Dataset excerpts:
◆ ◆ ◆

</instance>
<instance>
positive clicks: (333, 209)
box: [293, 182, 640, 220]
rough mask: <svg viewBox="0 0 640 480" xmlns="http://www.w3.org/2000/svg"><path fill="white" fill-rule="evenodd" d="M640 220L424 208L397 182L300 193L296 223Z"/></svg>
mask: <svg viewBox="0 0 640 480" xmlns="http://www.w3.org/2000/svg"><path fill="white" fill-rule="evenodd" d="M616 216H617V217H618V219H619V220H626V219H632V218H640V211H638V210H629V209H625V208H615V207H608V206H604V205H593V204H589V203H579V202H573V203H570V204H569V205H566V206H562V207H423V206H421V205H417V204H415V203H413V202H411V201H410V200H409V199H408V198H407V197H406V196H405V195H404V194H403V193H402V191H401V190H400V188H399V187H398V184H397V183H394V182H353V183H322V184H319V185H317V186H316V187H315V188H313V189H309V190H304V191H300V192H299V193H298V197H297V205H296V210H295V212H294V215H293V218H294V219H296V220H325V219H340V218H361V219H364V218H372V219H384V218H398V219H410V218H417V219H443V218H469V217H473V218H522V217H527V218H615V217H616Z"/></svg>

◆ ◆ ◆

What needs to be done:
Nothing but the lines from the one with "positive clicks: (333, 209)" to the last line of the data should appear in the answer, each exactly as it stands.

Task answer:
positive clicks: (333, 209)
box: [293, 182, 640, 220]
rough mask: <svg viewBox="0 0 640 480" xmlns="http://www.w3.org/2000/svg"><path fill="white" fill-rule="evenodd" d="M640 220L424 208L397 182L300 193L296 223Z"/></svg>
mask: <svg viewBox="0 0 640 480" xmlns="http://www.w3.org/2000/svg"><path fill="white" fill-rule="evenodd" d="M616 216H617V217H618V219H619V220H626V219H632V218H640V211H638V210H629V209H625V208H615V207H608V206H604V205H593V204H589V203H579V202H573V203H570V204H569V205H566V206H562V207H423V206H421V205H417V204H415V203H413V202H411V201H410V200H409V199H408V198H407V197H406V196H405V195H404V194H403V193H402V191H401V190H400V188H399V187H398V184H397V183H394V182H353V183H322V184H319V185H317V186H316V187H315V188H313V189H309V190H304V191H300V192H299V193H298V197H297V205H296V210H295V212H294V215H293V218H294V219H296V220H325V219H340V218H361V219H364V218H372V219H384V218H398V219H410V218H417V219H443V218H469V217H473V218H522V217H527V218H615V217H616Z"/></svg>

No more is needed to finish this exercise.